### Data for this task
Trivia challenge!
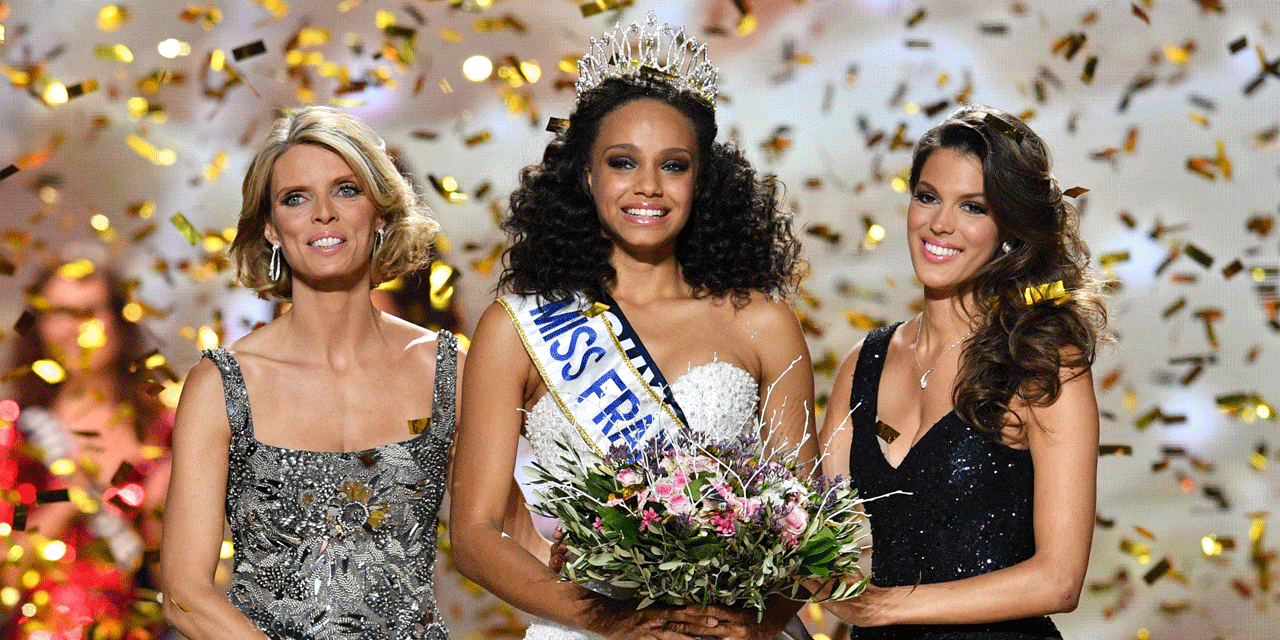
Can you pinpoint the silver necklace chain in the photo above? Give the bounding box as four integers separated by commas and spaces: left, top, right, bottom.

--

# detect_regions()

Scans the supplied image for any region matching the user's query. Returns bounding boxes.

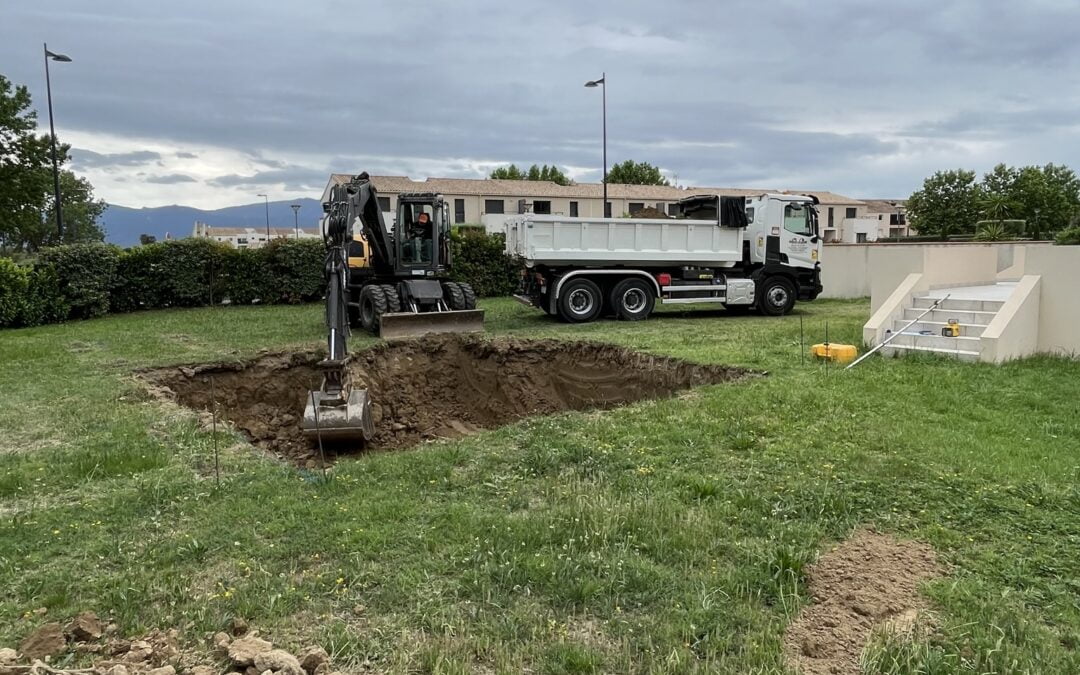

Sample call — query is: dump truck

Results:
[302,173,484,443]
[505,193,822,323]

### Work instructions
Write out again the part of the listing starting at the line containing "# detect_regions()" and ending at the line containing "[505,193,822,323]", both included. Leave the picture out of your answer.

### Task solution
# detect_regions()

Scans the supplied image for any region matching the user's query. Returns bounding boxes.


Sample call — query is: dump truck

Results:
[302,173,484,443]
[505,193,822,323]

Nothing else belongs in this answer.